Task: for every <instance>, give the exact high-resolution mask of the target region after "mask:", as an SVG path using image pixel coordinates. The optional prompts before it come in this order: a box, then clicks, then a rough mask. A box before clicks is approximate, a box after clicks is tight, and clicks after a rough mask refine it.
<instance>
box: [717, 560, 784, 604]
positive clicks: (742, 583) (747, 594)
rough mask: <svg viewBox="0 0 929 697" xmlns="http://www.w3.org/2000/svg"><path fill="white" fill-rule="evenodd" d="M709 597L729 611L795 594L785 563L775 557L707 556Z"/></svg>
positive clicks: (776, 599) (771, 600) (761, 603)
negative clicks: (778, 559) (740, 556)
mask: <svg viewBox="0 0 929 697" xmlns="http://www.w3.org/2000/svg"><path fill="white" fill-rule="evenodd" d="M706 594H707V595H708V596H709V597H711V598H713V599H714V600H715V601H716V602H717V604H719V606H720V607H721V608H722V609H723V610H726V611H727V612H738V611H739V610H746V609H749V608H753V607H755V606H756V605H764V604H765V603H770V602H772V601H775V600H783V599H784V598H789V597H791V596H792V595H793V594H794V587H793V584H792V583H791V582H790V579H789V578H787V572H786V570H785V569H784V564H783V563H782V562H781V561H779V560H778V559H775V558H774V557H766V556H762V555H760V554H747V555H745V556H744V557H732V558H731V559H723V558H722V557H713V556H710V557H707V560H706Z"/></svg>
* * *
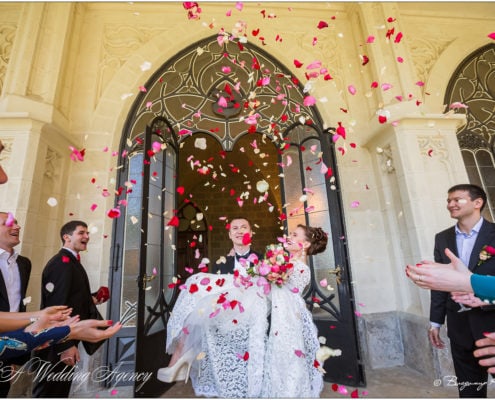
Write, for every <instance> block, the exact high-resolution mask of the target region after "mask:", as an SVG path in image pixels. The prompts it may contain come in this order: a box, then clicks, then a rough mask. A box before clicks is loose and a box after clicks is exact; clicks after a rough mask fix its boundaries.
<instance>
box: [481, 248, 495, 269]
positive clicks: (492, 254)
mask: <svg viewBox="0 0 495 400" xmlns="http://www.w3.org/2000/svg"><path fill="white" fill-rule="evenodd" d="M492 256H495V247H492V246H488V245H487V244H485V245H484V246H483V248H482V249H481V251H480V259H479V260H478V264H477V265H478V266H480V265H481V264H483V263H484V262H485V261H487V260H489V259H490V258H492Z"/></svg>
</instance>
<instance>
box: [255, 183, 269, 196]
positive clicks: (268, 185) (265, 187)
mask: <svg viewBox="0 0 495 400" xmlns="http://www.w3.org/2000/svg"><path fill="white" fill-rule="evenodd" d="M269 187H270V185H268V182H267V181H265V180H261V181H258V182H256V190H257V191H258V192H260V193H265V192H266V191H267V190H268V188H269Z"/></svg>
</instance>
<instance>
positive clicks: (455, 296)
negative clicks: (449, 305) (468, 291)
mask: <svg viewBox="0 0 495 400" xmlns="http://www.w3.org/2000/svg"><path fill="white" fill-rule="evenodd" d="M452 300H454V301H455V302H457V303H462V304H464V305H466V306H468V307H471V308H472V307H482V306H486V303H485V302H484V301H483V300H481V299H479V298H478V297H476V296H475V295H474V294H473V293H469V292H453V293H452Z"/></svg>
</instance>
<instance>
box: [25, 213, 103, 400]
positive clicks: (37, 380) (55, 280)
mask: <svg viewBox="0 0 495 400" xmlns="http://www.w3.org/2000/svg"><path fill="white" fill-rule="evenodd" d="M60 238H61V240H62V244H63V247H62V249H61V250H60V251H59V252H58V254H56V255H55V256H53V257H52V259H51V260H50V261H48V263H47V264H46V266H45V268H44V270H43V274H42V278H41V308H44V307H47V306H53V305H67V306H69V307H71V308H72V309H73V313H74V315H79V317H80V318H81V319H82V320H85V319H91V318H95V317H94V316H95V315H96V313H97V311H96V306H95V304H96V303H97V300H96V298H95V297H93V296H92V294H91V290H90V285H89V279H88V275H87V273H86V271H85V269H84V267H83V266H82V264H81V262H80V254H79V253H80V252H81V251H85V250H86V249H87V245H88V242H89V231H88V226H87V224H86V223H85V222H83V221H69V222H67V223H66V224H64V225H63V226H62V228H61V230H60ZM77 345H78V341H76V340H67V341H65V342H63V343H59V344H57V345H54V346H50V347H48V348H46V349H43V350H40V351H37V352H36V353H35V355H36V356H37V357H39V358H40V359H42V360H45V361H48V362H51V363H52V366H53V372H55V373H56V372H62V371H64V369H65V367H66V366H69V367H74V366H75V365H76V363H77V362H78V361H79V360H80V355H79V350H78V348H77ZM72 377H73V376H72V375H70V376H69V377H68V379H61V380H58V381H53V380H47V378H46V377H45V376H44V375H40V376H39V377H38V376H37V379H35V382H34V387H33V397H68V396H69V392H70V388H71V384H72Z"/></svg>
* * *
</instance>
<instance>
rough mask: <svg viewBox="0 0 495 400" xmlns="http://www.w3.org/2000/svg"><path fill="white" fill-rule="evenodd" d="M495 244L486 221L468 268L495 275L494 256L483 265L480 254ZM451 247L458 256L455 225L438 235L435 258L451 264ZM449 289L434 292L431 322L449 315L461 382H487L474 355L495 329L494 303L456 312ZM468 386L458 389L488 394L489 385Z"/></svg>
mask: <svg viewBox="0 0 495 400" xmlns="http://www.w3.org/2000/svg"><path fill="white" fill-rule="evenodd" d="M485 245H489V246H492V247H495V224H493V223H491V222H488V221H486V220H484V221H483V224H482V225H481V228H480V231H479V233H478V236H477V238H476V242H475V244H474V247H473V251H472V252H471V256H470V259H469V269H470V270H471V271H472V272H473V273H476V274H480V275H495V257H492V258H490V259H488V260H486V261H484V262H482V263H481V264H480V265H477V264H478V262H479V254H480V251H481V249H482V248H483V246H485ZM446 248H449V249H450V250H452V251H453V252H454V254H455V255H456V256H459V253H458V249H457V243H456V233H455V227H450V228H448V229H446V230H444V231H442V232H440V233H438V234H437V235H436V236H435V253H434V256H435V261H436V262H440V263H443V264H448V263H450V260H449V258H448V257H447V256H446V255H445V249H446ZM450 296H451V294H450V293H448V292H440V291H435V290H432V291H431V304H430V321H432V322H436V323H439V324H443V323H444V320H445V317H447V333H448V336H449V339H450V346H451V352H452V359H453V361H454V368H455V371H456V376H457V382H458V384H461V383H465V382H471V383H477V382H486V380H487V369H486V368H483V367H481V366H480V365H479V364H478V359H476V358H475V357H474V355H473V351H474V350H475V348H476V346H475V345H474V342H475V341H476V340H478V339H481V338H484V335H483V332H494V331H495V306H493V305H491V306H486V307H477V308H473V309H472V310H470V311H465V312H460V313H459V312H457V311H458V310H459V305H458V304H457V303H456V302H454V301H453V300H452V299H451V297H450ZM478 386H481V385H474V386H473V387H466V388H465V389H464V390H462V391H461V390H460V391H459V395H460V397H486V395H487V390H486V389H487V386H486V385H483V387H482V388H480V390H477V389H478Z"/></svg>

ACTION ITEM - Give only the lines from the one holding "positive clicks: (268, 185) (265, 187)" through the one holding "box: [25, 213, 103, 400]", each restated exactly as it appears above.

ANSWER SPACE -
positive clicks: (268, 185) (265, 187)
mask: <svg viewBox="0 0 495 400" xmlns="http://www.w3.org/2000/svg"><path fill="white" fill-rule="evenodd" d="M269 187H270V185H268V182H267V181H265V180H261V181H258V182H256V190H257V191H258V192H260V193H265V192H266V191H267V190H268V188H269Z"/></svg>
</instance>
<instance>
positive clicks: (455, 296)
negative clicks: (449, 305) (468, 291)
mask: <svg viewBox="0 0 495 400" xmlns="http://www.w3.org/2000/svg"><path fill="white" fill-rule="evenodd" d="M452 300H454V301H455V302H457V303H462V304H464V305H466V306H468V307H471V308H472V307H482V306H486V303H485V302H484V301H483V300H481V299H479V298H478V297H476V296H475V295H474V294H473V293H469V292H453V293H452Z"/></svg>
</instance>
<instance>
box: [25, 213, 103, 400]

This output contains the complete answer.